DOCUMENT SEGMENT:
** Start **

There was no difference observed between the staining resistance of the coatings prepared based on the polyurethane acrylate dispersions prepared in Examples 1-3. All of them received Grade A rating for all the chemicals, see Table 3.

Example 6

Scratch Resistance Tests
The coated substrates obtained in Example 4 are subjected to 50 cycles double rubes with a chemical as listed in Table 4.

	TABLE 4

	Chemical	Rating

	Simulated sweat - acidic (pH 5.0)	Grade 5
	Simulated sweat - basic (pH 8.8)	Grade 5
	Motor oil	Grade 5
	Lemon juice	Grade 5
	Windex (ammonia)	Grade 5
	Ethanol	Grade 5
	100% virgin olive oil	Grade 5

The treated panel were visually examined after the test and give a grade 1-5: grade 5—no visible surface change, grade 4—minor change in surface gloss, grade 3—moderate deterioration/discoloration/staining of surface, grade 2—severe softening/staining/catering or deterioration of surface, grade 1—total dissolution of painted surface and expose substrate.
There was no difference observed between the scratch resistance of the coatings prepared based on the polyurethane acrylate dispersions prepared in Examples 1-3. All of them received Grade 5 rating for all the chemicals, see Table 4.

Example 7

Comparative Example

In this example, a coating composition is prepared containing a commercial waterborne UV curable resin mixed with a polyurethane additive for easy clean properties. This is then compared to the coating composition according to the invention, which is prepared in a “one-pot synthesis”.

** End **

SUPPLIED DATA:
** Start **

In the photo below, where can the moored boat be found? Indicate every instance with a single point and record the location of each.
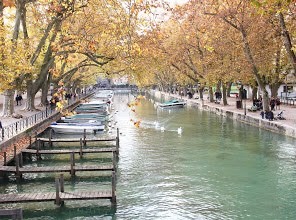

** End **

TO DO:
A: Could you rewrite the paragraph of the coating tests excerpt that begins "In this example, a coating composition" as a short list that keeps its main facts?
B: Could you carry on the coating tests excerpt from the point where it stops?
The lines have no connection to the text.

OUTPUTS FOR THE TASKS:
A:
- A coating composition is made from a commercial waterborne UV curable resin mixed with a polyurethane additive for easy clean properties.
- It is compared with the coating composition according to the invention.
- The composition according to the invention is prepared in a "one-pot synthesis."

B:
Preparation of a Polyurethane Additive
Isophorone diisocyanate (15.42 g), n-butyl acetate (17.6 g), dibutyl tin dilaurate (0.1 g) and butylated hydroxytoluene (0.1 g) were placed into a four-neck round bottom flask that is equipped with an agitator and a condenser. Fluorolink E10H (58.97 g) was dropped into the mixture at 60° C. for one hour. The reaction mixture was heated at 60° C. for half an hour. Then Kayarad DPHA (20.47 g) was dropped into the mixture within half hour at 80° C. and the mixture was cooked at 80° C. for half an hour. Then dimethylol butanoic acid (DMBA) (5.14 g) was added into the mixture at 80° C., cooked at 80° C. for one hour. Then the temperature increased to 90° C. and the reaction proceeded until no NCO groups were detected. The reaction mixture was cooled down to 60° C. and DMEA (3.41 g) was added to the mixture and stirred for another half hour at 60° C.
The resulting polyurethane has Mn 1106, Mw 4948, PD 4.5. The acid value of the polyurethane is 19.5 mg KOH/g before neutralization, the OH value 0 mg KOH/g.
Preparation of Comparative Coating Composition
Comparative coating composition is prepared with the ingredients listed in Table 5.

	TABLE 5

	Amounts, g

	Olester RA7011 (solid content: 45%)	60
	Dispersion of polyurethane additive	0.24
	(solid content: 50 wt. %)
	Photoinitiators	2
	(solid content: 60 wt. %)
	Wetting agent	0.3

Oleaster RA7011 is a commercially available waterborne UV curable resin from Mitsui Chemicals. The coating composition contains 0.4 wt. % of the polyurethane additive prepared in the previous step and added as a 50 wt. % dispersion in water.
The coating composition was applied onto PC/ABS substrates and cured by exposure to ultraviolet light.
Permanent marker with a black ink was used to draw a line on the coated substrate.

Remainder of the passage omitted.